PASSAGE TO READ ::
---------------
I'm not sure when condom usage became a sign of bravery or nobility, but I can tell you with absolute certainty that using Truvada or PrEP is no cowardly feat. As The Normal Heart illustrates, it can be pretty hard for gay men to be honest with doctors and trust them with personal details about sexual practices. In order for someone to talk with their doctor about PrEP, they must be willing to make an explicit or tacit admission that they enjoy condomless anal sex. That, in and of itself, has scared many people away from using PrEP.
Then, assuming your doctor doesn't slut-shame you too much and actually writes a prescription, you have the greater joy of taking on your medical insurance company. For some on PrEP, this has been a non-issue. But for many HIV-negative people who are not accustomed to dealing with insurance plans, co-pays, deductibles, rude operators in the member services department, and arguing for the right to access their medicine coverage, obtaining PrEP can be a daunting and exhausting process.
Many then must go through an additional course of paperwork through the Gilead Co-Pay Assistance program -- not at all recommended for the faint-hearted.
Finally, if you obtain the medicine at a reasonable cost, you then have the added thrill of either dealing with your friends' and community's judgments, or staying completely in the closet. Many on my PrEP Facts Facebook page have lamented the disapproving shame and ignorant rage they have encountered upon disclosing their decision to use PrEP to others.
The stigma against those who use PrEP is palpable and present. It is obvious in the name-calling of "Truvada Whore," (which has since been taken back as a label of empowerment and solidarity amongst PrEP users). It is less obviously in the disapproving looks, the dismissals as "promiscuous," and the rejection from potential dates that some people receive upon disclosing. These reactions, dear reader, are not for the spineless or thin-skinned.
"You're taking a drug that is poison to you."
One generally thinks of "poison" as something that kills, tarnishes, or seriously damages. That certainly has not been the case with use of Truvada as PrEP. Side effects are rare and have all been reversible. As a matter of fact, on the same morning Kramer's words were publicized, so was a study that demonstrated there has been no irreversible kidney damage from using Truvada as PrEP.
Most people who use Truvada as PrEP experience no side effects whatsoever. One could say that you need rocks in your head to dismiss an effective prevention strategy as "poison" when there is no evidence to support that.
"It has lessened your energy to fight, to get involved, to do anything."
Clearly Kramer hasn't gotten out lately. My PrEP-O-Licous! event in New York City had over one hundred attendants last February (in a snowstorm, no less). Two weeks ago, even more people packed into a room at GMHC to attend the first of four "PrEP Rally" events. There are more people getting involved every day through social media and local organizations to help the education and implementation of PrEP.
If anything, using PrEP has reinvigorated my own activism that had become relatively lackadaisical by the 2000s. In reaction to the organizational apathy that typified the gay community's response to PrEP, I created a Facebook group that would allow anyone anywhere in the world to have access to the science, research, data, and opinions about PrEP. Over 2700 individuals have joined the group since July 2013.
One can look through the recent debates and read that people's energy is hardly passive, sedentary, or alienated. On the contrary, I see more involvement, engagement, and fiery passion about PrEP than any other medical issue in the past decade.
Clearly, using PrEP doesn't make anyone dumb, cowardly, or apathetic. PrEP has awakened and electrified a passionate, intelligent, and spirited fight amongst activists, medical professionals, healthcare providers, and social leaders that calls upon consumers of PrEP to become educators, advocates, and at times, peacekeepers.
Perhaps in time Kramer will find a way to recognize the efforts of those who have become more engaged in their communities because of PrEP, and the thousands who are working to change the minds and "normal hearts" of people like him.
---------------
WHAT TO PRODUCE :: Extract the passage of the PrEP essay from "One can look" up to and including "the past decade.". The lines that come next play no part in this work.

[Saved entries]
---------------
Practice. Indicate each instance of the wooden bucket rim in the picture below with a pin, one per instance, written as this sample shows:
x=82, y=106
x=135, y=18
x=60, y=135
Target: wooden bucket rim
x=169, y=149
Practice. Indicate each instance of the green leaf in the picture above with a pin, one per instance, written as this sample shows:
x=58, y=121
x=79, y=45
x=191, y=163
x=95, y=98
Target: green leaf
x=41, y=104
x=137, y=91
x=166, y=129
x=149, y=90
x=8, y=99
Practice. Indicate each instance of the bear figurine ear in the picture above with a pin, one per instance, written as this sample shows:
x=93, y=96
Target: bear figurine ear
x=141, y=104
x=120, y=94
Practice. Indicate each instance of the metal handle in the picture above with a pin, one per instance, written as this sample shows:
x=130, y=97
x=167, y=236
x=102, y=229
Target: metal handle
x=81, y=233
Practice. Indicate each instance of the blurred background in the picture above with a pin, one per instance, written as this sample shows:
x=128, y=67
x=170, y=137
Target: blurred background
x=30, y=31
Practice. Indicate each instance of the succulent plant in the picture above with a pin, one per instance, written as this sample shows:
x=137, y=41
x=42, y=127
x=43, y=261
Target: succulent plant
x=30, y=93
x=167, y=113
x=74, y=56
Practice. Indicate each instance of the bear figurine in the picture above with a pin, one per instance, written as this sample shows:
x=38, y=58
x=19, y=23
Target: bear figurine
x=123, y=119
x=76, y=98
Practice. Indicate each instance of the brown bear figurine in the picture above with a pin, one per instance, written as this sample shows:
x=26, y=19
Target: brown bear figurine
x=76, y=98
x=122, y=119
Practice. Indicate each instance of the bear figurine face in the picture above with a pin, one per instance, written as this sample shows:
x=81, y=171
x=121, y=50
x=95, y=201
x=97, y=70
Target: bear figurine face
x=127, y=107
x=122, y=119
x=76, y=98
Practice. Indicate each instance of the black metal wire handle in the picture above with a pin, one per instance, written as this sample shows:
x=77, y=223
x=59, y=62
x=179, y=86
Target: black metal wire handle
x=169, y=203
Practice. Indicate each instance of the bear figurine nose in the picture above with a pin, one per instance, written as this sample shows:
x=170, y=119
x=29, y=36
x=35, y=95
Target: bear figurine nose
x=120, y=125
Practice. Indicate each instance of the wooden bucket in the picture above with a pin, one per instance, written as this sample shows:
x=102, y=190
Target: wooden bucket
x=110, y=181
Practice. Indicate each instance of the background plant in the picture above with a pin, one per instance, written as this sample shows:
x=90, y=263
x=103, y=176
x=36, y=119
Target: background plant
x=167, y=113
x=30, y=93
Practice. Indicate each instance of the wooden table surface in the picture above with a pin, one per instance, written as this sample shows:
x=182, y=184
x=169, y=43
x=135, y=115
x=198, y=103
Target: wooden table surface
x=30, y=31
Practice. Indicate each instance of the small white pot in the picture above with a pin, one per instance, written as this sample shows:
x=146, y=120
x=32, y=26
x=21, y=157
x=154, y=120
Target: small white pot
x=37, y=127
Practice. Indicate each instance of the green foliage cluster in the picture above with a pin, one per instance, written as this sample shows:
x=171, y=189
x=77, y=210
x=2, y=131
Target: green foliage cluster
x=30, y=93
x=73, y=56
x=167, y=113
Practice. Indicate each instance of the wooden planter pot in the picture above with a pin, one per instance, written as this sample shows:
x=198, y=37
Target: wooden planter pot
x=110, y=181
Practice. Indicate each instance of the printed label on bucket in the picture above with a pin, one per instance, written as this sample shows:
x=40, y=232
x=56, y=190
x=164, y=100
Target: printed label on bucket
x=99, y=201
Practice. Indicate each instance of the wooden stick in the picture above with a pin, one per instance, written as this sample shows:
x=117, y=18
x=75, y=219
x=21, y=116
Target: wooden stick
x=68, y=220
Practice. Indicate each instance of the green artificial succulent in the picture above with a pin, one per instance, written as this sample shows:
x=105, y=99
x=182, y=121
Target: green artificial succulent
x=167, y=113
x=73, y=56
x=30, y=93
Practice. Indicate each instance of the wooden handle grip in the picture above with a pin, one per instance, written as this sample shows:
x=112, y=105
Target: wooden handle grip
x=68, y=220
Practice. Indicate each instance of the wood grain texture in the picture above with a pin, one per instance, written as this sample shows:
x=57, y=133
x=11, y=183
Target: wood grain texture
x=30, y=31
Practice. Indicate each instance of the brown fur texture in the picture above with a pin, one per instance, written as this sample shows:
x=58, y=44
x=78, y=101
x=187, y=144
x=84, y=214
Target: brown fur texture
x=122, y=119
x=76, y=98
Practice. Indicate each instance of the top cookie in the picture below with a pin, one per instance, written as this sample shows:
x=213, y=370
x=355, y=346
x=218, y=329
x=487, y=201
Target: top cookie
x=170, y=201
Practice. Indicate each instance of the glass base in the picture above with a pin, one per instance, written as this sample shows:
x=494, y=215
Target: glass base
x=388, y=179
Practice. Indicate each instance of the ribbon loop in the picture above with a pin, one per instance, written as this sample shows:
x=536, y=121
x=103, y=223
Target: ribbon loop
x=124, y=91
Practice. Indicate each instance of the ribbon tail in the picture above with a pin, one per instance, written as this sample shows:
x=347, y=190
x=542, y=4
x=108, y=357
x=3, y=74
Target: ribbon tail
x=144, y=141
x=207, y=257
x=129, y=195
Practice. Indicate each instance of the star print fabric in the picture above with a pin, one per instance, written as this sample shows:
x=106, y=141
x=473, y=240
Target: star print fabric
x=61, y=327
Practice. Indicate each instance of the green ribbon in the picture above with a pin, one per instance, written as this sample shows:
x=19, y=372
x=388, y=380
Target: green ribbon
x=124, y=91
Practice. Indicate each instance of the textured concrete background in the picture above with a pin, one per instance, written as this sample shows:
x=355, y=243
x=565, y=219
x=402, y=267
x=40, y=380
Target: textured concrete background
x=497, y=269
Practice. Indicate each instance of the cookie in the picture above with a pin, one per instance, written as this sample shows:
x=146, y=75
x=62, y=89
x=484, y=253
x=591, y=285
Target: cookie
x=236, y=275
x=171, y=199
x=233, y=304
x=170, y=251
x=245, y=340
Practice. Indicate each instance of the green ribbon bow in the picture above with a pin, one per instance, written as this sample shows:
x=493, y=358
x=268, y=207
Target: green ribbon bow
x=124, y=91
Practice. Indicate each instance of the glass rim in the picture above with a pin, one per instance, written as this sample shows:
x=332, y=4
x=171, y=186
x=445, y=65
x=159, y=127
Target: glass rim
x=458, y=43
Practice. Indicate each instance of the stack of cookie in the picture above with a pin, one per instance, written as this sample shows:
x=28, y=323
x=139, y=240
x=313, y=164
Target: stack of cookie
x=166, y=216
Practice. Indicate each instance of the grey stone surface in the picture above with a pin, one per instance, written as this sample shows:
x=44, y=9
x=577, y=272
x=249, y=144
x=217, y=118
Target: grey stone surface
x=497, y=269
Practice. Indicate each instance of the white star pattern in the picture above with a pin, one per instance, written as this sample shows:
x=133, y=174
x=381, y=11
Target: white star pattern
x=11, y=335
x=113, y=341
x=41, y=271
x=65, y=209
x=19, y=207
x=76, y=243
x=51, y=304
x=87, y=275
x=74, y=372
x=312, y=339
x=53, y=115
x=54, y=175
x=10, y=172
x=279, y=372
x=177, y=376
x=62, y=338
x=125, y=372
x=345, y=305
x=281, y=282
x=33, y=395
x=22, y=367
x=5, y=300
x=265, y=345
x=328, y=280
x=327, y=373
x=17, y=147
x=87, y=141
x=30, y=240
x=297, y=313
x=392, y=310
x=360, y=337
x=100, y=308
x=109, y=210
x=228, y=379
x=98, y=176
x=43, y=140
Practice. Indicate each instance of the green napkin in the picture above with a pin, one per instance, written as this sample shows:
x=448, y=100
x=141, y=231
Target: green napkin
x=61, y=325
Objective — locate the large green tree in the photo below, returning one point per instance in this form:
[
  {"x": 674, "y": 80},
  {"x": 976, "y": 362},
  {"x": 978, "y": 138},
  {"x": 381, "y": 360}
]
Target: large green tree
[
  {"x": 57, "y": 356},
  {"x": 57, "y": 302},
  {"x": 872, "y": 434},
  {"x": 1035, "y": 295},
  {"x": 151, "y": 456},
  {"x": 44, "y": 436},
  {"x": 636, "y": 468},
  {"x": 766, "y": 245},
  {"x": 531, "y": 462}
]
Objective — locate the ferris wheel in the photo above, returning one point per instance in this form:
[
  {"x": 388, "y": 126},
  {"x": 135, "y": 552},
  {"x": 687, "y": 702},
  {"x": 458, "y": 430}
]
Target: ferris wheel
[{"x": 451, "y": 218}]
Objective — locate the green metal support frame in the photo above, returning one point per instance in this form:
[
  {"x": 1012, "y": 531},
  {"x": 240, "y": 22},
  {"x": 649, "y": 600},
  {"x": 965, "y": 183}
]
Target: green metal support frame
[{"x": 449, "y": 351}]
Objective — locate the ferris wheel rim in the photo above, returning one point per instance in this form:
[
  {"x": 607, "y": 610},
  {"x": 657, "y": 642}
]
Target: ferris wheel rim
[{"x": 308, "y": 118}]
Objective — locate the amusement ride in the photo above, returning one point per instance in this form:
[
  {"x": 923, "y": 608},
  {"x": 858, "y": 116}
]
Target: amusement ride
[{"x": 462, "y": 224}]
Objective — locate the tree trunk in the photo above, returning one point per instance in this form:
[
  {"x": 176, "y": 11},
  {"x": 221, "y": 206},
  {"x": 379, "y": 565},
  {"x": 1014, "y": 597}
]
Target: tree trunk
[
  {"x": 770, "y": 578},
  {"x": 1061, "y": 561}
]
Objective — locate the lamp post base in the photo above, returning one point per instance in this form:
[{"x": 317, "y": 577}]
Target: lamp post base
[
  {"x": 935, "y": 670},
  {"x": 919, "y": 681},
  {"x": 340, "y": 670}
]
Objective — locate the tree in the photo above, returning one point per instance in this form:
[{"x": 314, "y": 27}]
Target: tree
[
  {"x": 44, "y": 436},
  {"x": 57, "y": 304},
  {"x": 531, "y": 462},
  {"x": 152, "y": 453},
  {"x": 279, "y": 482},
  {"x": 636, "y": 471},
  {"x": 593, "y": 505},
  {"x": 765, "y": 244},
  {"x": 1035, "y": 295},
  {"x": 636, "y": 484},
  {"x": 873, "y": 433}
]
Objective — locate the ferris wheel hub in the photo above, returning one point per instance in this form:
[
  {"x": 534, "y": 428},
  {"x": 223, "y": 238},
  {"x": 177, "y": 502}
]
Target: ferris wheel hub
---------------
THE COMPLETED TASK ::
One can look through the recent debates and read that people's energy is hardly passive, sedentary, or alienated. On the contrary, I see more involvement, engagement, and fiery passion about PrEP than any other medical issue in the past decade.